### Problem to work on:
Your answer should consist of every line in the records that holds "white".

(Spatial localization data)
━━━━━━━━━━
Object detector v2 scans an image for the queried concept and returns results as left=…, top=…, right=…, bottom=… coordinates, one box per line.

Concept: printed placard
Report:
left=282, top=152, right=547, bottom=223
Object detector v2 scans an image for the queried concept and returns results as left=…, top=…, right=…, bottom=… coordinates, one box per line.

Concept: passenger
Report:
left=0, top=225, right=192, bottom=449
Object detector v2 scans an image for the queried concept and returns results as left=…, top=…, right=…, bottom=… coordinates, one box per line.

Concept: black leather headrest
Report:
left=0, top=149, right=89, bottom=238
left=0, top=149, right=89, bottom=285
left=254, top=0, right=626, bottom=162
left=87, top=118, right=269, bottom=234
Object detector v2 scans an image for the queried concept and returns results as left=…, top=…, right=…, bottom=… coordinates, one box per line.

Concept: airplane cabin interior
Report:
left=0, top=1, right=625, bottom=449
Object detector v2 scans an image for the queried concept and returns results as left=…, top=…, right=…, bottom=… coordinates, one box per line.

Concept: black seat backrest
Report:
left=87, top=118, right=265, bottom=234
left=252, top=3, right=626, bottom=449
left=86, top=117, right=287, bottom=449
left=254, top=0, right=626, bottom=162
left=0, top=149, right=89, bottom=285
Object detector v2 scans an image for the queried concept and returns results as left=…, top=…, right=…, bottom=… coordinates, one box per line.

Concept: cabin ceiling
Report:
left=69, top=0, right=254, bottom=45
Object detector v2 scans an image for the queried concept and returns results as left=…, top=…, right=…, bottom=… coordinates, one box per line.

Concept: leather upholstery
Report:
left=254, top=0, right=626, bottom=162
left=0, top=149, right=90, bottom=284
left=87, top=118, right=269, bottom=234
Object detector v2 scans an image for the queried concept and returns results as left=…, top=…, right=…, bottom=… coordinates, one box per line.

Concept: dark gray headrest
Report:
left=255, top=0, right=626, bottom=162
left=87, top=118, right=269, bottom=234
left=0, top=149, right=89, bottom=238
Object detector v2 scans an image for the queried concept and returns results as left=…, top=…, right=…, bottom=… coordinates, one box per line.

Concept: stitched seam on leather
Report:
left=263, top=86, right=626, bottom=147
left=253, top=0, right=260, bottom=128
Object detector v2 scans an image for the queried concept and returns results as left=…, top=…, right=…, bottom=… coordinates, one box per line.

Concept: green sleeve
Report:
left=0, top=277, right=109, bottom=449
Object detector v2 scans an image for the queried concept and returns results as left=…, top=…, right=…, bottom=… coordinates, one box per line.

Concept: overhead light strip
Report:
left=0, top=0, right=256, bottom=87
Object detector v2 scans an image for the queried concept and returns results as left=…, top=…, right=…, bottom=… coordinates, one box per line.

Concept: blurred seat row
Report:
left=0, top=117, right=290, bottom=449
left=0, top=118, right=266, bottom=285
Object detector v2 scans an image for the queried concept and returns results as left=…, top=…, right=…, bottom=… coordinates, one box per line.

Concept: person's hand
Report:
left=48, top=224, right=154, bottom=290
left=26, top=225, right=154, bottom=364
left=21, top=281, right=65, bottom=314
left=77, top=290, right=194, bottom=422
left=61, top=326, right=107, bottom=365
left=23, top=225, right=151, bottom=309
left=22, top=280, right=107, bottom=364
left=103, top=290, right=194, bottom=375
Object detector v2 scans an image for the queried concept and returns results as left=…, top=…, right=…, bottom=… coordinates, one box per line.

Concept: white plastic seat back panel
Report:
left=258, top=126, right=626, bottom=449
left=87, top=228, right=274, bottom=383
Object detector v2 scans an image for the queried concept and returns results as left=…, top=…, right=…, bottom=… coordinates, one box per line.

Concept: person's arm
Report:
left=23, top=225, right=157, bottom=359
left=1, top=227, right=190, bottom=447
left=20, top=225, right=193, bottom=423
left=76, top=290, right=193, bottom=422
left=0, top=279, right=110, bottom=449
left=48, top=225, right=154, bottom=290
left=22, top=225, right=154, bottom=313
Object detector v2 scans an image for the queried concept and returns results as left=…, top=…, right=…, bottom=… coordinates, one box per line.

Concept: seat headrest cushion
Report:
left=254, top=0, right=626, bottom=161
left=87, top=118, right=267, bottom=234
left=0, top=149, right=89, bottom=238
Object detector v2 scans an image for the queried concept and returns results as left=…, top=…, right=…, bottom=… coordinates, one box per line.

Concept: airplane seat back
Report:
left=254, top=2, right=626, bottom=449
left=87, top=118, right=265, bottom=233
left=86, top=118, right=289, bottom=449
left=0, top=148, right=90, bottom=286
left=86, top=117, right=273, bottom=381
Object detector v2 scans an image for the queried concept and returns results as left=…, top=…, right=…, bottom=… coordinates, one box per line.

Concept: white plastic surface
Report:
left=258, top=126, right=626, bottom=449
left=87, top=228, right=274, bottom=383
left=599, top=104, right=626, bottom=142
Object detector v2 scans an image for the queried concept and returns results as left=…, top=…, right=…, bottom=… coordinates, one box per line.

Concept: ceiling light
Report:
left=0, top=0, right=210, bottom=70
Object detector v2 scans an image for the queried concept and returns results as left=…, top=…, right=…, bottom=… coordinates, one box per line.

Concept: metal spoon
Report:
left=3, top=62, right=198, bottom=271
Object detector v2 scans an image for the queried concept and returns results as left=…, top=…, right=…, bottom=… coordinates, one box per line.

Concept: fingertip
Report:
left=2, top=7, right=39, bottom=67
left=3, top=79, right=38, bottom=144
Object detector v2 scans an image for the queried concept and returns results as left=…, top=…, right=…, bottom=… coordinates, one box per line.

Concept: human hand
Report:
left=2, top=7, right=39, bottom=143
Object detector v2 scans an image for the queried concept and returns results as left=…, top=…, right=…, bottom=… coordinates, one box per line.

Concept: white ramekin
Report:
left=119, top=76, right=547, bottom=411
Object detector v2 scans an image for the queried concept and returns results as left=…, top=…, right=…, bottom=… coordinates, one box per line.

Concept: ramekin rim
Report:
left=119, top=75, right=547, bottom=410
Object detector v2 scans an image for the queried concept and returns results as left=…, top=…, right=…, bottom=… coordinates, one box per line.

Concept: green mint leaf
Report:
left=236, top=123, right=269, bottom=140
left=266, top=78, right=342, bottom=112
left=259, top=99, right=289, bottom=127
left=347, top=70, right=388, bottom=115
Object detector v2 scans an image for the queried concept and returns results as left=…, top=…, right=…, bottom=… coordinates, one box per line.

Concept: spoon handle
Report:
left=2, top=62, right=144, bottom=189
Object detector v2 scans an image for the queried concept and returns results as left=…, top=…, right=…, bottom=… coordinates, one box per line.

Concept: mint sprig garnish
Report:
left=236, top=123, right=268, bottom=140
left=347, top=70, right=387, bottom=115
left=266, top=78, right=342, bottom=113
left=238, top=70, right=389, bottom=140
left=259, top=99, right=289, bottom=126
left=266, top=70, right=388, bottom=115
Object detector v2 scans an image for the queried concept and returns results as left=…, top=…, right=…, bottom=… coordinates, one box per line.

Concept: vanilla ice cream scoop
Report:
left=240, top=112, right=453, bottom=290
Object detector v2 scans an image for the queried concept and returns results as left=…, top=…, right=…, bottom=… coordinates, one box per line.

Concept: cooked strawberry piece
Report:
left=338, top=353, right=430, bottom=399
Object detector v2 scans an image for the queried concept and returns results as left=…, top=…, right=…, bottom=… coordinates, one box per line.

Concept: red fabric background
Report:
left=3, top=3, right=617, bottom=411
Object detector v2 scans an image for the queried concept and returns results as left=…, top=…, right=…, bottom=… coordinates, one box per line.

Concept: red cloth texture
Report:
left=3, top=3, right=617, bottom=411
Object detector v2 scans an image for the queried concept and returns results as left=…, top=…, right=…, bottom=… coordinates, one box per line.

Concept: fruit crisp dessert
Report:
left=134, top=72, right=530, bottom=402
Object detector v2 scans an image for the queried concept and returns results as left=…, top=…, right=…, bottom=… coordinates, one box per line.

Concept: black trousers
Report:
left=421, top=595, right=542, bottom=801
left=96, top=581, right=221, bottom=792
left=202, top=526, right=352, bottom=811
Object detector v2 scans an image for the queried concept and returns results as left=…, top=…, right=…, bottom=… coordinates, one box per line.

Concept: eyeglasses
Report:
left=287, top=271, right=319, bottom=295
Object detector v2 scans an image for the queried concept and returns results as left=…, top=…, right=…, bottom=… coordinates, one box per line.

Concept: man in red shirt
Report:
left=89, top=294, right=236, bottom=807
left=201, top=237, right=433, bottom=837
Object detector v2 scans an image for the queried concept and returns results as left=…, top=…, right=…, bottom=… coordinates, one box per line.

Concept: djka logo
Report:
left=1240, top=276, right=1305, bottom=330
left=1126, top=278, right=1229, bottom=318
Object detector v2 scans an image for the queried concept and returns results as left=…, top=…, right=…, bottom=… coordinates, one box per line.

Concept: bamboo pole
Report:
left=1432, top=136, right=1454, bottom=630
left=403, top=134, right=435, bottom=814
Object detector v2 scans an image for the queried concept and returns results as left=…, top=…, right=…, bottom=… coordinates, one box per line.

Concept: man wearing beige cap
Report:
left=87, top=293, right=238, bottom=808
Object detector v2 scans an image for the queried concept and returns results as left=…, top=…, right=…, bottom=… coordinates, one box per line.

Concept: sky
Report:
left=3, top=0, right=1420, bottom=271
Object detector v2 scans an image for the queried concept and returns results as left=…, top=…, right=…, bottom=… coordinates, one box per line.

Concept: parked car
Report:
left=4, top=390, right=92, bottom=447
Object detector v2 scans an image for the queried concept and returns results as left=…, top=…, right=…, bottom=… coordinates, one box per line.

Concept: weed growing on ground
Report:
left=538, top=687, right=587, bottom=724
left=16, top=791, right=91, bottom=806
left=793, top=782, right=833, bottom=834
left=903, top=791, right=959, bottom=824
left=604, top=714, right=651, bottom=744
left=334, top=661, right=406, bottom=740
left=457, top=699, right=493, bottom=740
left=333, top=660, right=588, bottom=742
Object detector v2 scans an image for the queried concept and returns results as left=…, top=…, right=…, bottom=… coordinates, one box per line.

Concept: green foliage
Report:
━━━━━━━━━━
### Finished exercise:
Concept: white plastic seat back panel
Concept: white plastic surface
Concept: white ramekin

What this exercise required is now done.